### Directives
• A. In the forum thread about deriving a class template from a non-template base class, which template parameters define a specific type of image in the image classes described?
• B. Write what comes next in the forum thread about deriving a class template from a non-template base class, picking up after its final sentence.

### Provided text

━━━━━━━━━━

What is the advantages about this design ?
Thanks.
For one, you can store objects with different template parameters polymorphically, e.g. in a std::vector<Base*>.
Second, there may also be some common functionality or a common interface that can be accessed through the base class.
Thanks for your reply.
If you have one class template that derived from a one base class and there are no other derived classes. Then, this a overhead to declare the derived class as class template. How you store them polymorphically?Quote:
For one, you can store objects with different template parameters polymorphically, e.g. in a std::vector<Base*>.
Bu you also can declare them in class template instead of the base class. What is the design usage for this class hierarchy ?Quote:
Second, there may also be some common functionality or a common interface that can be accessed through the base class.
I wonder whether this design related to CRTP ?
Thanks.
Thanks.
It's just a combination of the advantages that inheritance and generics offer separately.Quote:
Originally Posted by Peter_APIIT
The CRTP offers more. Here generics resolves a specific issue with inheritance used in isolation, namely that a base class shouldn't know its derived classes individually (because it increases coupling in a design).
I used such a design for my image classes. The base class contains all of the functionality that is common to all image types, but contains no information about any specific type.Quote:
Originally Posted by Peter_APIIT
A template derives from this which defines a specific type of image from the template parameters (bit depth, number of planes).
The non-template base class allows me to access the common functionality polymorphically or store references or pointers to images without having to know the specific type.

━━━━━━━━━━

### Extracted records
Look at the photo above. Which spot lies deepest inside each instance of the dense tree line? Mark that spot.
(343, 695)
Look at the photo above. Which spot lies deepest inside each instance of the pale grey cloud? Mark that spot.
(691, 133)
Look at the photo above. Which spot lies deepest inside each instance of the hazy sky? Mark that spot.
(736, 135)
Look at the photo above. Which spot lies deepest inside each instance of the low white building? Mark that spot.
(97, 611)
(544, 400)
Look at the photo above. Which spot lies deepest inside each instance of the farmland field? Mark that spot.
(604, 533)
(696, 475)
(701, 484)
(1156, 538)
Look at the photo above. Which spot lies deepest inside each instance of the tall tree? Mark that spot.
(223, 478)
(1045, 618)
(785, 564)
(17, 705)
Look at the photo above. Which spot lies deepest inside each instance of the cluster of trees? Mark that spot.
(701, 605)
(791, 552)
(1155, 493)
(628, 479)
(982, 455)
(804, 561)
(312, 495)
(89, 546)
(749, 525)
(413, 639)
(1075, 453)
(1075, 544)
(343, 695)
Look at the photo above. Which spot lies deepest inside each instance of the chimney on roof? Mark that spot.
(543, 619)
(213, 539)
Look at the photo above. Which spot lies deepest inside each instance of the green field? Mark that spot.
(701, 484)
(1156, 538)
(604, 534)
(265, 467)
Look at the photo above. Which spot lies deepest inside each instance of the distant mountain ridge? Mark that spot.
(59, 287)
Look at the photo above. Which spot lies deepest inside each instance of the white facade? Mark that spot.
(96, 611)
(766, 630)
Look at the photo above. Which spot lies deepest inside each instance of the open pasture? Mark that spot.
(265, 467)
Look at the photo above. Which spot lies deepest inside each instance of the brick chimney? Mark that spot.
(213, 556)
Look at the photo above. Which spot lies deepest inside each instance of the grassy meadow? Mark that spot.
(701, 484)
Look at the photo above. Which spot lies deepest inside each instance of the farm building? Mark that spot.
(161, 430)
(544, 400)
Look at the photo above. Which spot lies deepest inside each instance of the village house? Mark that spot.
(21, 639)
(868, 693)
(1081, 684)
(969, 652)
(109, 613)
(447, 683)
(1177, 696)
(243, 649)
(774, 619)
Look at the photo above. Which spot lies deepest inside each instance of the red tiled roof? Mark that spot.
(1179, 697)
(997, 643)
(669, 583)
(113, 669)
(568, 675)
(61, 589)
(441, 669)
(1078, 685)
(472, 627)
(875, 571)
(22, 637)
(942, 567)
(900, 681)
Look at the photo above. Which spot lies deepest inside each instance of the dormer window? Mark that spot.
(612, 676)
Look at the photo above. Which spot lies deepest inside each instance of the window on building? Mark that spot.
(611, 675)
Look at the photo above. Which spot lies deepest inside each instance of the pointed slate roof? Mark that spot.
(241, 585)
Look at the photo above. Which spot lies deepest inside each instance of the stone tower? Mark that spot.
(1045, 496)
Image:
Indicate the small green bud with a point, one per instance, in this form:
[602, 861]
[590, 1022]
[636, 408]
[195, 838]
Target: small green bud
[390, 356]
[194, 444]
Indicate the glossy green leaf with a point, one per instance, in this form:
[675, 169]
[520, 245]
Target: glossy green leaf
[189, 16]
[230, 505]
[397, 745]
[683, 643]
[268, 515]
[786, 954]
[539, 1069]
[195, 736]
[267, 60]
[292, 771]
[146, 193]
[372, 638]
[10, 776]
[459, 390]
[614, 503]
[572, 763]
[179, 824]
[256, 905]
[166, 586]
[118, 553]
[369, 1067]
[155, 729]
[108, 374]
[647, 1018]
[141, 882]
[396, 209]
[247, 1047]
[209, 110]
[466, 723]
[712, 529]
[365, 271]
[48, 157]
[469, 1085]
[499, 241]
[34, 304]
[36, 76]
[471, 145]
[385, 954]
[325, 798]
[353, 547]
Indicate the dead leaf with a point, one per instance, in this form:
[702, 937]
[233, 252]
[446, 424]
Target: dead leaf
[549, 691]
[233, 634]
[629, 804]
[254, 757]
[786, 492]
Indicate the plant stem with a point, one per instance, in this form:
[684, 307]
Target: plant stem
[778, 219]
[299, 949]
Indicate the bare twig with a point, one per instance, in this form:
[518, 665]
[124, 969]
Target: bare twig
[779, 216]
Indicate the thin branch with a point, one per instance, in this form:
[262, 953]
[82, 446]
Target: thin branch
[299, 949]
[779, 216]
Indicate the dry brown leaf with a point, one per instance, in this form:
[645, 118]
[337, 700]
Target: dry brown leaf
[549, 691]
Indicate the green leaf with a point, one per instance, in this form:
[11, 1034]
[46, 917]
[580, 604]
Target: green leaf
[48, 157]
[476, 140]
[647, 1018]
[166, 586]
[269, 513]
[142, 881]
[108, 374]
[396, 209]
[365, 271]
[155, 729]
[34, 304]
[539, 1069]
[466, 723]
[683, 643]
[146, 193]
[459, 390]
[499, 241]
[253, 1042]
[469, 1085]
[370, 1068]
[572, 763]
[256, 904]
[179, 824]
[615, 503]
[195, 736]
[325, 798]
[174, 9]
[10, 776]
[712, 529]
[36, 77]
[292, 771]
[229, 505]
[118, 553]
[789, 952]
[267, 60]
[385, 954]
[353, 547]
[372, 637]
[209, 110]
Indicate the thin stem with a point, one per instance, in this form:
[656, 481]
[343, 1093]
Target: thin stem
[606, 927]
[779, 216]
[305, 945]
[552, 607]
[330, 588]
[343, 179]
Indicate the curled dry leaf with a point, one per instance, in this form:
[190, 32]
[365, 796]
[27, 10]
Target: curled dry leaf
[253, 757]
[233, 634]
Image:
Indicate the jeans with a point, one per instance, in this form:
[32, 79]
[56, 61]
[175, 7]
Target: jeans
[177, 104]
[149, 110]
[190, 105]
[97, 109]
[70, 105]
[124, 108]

━━━━━━━━━━

### The results
• A. Bit depth and number of planes.

• B.
If you have a template class MyClass<T>, then you cannot store an instance of MyClass<int> and MyClass<float> in the same container. If you derive MyClass<T> from MyBase, then you can store objects of MyClass<T> allocated with new in a container of MyBase* (or std::unique_ptr<MyBase>).Quote:
Originally Posted by Peter_APIIT
If you declare no functionality in the base class, then you can only use it to store objects with different template arguments. If you want to do something with those objects, you will have to know the full type. However, if you add (virtual) functions to my base class, you can call these functions polymorphically.Quote:
Bu you also can declare them in class template instead of the base class. What is the design usage for this class hierarchy ?
I wonder whether this design related to CRTP ?
CRTP is really a different concept, because there you do not have a common base class. Instead each type derives from its own base class.
There are also issues of executable bloat.
Always remember that when you have a myClass<T>, you are basically re-compiling myClass (and generating the associated binary code) for every T you use it with. If you have a bunch of code that is independent from T, then there is no point in compiling it for each T, is there?
By doing the construct myClass<T> : public myBase, you avoid re-compiling myBase for every T out there. The goal here though has very little to do with polymorphism or OO, it's just an optimization of combining code independent of T in a class independent of T.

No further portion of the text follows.